*Your objective:*
Rewrite each of the records below, replacing "photograph" with "image" wherever it occurs and leaving everything else unchanged. Omit the pictures from your answer.

*Input for this task:*
---

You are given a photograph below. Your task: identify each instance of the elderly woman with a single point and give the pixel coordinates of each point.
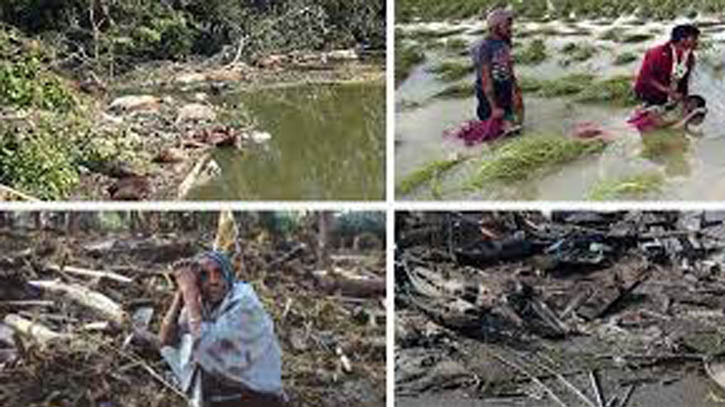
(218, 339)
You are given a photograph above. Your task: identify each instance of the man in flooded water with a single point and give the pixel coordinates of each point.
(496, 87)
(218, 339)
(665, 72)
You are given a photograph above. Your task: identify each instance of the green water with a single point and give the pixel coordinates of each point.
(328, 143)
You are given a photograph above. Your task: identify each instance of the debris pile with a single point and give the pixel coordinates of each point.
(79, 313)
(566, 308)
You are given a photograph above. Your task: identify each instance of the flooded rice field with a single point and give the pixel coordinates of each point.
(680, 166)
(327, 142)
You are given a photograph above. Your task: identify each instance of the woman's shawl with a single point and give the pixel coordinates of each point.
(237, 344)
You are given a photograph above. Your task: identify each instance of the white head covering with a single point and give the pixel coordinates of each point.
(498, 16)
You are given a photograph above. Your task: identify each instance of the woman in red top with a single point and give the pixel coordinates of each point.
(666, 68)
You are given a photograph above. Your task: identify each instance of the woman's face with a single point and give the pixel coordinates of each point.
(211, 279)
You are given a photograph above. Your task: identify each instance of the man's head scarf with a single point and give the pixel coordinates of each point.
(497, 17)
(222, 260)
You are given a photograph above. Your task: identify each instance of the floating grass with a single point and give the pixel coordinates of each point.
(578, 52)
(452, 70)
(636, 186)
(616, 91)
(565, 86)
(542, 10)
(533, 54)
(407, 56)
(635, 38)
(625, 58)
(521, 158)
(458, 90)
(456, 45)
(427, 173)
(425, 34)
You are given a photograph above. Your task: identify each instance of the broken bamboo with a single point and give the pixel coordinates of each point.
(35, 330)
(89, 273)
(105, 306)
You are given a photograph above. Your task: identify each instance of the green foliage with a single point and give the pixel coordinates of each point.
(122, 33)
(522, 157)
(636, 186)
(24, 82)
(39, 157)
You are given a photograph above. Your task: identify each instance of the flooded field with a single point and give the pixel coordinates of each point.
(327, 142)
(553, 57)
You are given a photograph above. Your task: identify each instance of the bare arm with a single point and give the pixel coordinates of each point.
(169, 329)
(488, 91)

---

*Final result:*
You are given a image below. Your task: identify each instance of the elderly woman with a single point and give the pixel coordinates of each point.
(218, 339)
You are given a image above. Your task: identify each instance of the man in flooded water with a single point and give the pixel coordinates of each point.
(496, 87)
(218, 339)
(665, 72)
You are given a image above. Your task: identify each instance of the green water with a single point and give the pixel coordinates of each point.
(328, 143)
You are given a image above. Your task: identify each instance of the debris pile with a single point and give the pixel coordinates of each point.
(79, 313)
(566, 308)
You are given a image above. Your task: identify each instance of the flooded rice field with a single point and give the pixel coordinates of each point.
(680, 166)
(327, 142)
You are given a image above. Your task: identify each instance of the woman's shawl with a single point and give the pixel coordinates of each point.
(237, 344)
You are given a image above. Your task: identify each instance of the white head covering with a single point and give the pixel coordinates of each point.
(498, 16)
You are given a image above. Your task: identify each instance of the woman in red top with a single point and give the pixel coordinates of each point.
(666, 68)
You are given a image above. Your task: identify each instance of the woman's face with a single point and give the pixel coordinates of each point.
(211, 279)
You are given a image above. Your task: identify each instance of the man's head scarf with a single point and give the pixel coordinates of each point.
(497, 17)
(222, 260)
You are given a image above. Your task: identify each instance of the floating grass with a single point and give the pixel coordinates of each point.
(578, 52)
(452, 70)
(636, 186)
(616, 91)
(565, 86)
(542, 10)
(533, 54)
(407, 56)
(635, 38)
(625, 58)
(521, 158)
(458, 90)
(456, 45)
(427, 173)
(425, 34)
You are given a image above. Your task: identify each instance of the broken bamboo with a single point and give the pixel coordinates of each point.
(35, 330)
(89, 273)
(105, 306)
You are given a image above. Your task: identify each instance of the green foliage with a single point and give the pixel coordinates of each point.
(122, 33)
(522, 157)
(636, 186)
(24, 82)
(39, 157)
You are given a image above. Your task: identify each instance of the flooded field with a single point and give the pixel coordinates of each point.
(327, 142)
(553, 57)
You are given a image above. Your task: identify each instance of the bare arm with a single point and give the pixel coordinates of each point.
(169, 329)
(488, 91)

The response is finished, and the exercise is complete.